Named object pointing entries
>> start

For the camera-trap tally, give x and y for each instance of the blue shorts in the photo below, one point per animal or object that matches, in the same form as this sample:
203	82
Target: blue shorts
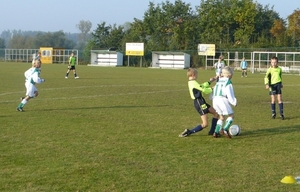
275	89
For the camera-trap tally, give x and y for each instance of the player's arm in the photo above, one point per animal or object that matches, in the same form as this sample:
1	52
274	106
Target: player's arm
230	95
35	77
267	78
204	87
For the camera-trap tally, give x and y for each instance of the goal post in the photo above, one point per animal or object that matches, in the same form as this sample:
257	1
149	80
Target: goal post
288	61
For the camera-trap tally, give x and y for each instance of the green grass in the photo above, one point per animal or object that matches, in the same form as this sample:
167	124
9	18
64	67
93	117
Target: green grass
116	129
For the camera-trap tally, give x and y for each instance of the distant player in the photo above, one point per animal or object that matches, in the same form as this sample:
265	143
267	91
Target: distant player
223	98
273	82
219	66
32	77
72	62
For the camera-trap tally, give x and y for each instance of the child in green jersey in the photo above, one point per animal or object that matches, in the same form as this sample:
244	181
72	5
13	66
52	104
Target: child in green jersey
32	77
223	100
273	82
72	61
196	90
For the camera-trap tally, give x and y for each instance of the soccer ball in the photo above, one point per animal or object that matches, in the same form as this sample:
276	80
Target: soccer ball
234	130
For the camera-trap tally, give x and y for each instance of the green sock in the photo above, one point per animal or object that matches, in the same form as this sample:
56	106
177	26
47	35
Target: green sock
228	123
219	126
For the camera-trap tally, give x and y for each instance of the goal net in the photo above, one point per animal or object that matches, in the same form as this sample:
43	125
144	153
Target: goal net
288	61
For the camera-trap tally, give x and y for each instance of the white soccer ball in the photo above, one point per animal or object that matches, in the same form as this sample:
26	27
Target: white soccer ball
235	130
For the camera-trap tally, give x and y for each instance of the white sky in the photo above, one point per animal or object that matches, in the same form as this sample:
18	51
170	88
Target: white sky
55	15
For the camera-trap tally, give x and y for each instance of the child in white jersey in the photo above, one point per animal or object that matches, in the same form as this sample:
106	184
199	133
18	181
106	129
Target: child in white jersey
31	78
223	98
219	66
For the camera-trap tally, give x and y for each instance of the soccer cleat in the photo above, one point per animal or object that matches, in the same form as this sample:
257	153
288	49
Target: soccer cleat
20	109
216	135
227	134
222	131
185	133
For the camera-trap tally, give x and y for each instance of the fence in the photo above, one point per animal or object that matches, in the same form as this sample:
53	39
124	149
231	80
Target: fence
258	61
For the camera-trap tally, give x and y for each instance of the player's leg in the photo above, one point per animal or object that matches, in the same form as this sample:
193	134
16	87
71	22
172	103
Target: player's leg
67	74
218	126
74	72
31	92
273	92
203	114
213	121
280	102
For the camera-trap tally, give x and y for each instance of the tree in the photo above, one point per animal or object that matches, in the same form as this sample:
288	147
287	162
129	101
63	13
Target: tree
169	26
278	31
56	39
226	21
294	27
264	21
2	43
84	27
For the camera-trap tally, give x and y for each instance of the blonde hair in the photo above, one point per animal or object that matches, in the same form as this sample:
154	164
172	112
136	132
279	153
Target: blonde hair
227	72
192	72
36	64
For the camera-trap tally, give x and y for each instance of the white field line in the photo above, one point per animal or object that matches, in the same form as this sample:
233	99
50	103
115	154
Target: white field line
95	96
120	94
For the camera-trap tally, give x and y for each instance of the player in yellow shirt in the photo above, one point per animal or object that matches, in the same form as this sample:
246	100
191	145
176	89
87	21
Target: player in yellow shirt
273	82
72	62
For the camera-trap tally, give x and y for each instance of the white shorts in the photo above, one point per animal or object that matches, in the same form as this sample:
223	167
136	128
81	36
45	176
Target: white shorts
30	89
222	106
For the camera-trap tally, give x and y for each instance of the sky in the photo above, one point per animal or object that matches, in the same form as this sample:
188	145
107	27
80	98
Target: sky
56	15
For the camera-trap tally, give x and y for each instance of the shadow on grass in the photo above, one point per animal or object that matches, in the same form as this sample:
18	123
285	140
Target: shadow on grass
105	107
270	131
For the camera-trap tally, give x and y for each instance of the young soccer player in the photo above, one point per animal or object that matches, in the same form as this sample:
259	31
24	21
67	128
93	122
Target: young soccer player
273	82
71	66
31	78
196	90
244	65
219	66
223	98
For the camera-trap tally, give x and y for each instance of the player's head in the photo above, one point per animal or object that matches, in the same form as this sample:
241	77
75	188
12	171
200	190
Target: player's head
274	61
192	73
227	72
37	64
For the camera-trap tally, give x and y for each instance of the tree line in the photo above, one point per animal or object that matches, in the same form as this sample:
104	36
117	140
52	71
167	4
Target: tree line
229	24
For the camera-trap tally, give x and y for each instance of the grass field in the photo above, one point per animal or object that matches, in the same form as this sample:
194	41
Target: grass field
116	129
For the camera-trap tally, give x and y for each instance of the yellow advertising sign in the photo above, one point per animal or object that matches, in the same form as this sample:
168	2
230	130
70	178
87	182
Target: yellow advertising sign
207	49
136	49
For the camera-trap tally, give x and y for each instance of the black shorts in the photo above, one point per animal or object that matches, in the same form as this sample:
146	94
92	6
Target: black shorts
275	89
201	106
72	67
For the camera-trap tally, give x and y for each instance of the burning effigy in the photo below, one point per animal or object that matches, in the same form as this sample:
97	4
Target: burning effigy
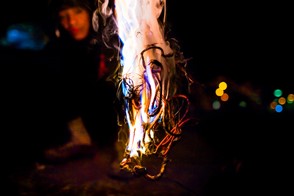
151	79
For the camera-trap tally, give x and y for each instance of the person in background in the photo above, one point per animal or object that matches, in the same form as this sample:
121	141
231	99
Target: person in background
80	102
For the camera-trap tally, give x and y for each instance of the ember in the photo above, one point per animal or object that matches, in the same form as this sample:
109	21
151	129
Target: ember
152	83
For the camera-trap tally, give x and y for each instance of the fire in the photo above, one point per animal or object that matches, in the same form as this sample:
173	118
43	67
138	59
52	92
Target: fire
152	71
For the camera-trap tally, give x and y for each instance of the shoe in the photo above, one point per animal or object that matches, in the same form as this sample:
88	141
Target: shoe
68	152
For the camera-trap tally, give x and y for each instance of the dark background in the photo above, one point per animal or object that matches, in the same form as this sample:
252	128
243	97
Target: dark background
241	42
246	41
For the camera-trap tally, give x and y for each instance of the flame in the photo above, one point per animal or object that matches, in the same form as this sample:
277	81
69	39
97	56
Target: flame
153	111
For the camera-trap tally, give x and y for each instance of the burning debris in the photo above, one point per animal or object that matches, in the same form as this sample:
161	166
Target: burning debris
151	80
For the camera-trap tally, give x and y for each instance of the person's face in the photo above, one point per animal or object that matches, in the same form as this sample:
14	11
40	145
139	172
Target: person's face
76	21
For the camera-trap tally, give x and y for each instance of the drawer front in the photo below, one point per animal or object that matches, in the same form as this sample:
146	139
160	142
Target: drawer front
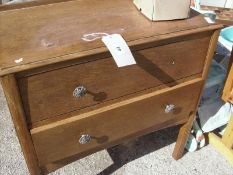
60	140
50	94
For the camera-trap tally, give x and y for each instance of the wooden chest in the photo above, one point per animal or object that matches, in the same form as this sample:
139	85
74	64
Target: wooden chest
68	98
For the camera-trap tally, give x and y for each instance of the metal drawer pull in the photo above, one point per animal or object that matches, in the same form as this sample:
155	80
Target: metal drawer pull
79	91
85	138
169	108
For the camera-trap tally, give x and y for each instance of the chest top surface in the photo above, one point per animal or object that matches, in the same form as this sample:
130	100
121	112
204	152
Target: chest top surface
35	36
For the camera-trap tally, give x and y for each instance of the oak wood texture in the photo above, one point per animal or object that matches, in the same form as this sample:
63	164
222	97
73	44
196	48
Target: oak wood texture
111	102
107	125
10	88
54	57
186	128
54	32
227	95
225	144
50	94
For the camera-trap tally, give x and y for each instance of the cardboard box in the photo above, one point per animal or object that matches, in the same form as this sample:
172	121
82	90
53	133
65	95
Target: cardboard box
157	10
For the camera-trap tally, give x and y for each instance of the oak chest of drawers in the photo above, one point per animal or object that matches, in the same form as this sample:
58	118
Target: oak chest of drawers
68	98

>> end

#### Work instructions:
Everything from the line containing "of the chest" through the last line of the records must be given again exactly; leave out all other lines.

#### Answer below:
For the camera-trap tally, give x and y for each instance of the chest top surface in the photo above, one point per animal or object that matches, in the same form as this sample:
130	100
121	112
204	152
Target: chest top surface
35	36
For the camera-trap tally, give x and y for each instance of the oak wood texture in the photo above, one point per animal or object that matches, in the same form as this sample:
63	164
222	97
73	44
196	48
Target: oak wood texture
111	102
107	125
10	88
54	57
186	128
54	32
227	95
225	144
50	94
For the camera-trap tally, give x and y for each instance of the cardboard box in the photo above, one point per animal or object that matches, in the same form as this sample:
172	121
82	90
53	133
65	95
Target: cardboard box
157	10
For the camera-trap tally, give x and y for each instance of the oak chest of drawers in the photo above, one point per animal or object that matches, in the same form as this sample:
58	118
Target: oak chest of drawers
68	98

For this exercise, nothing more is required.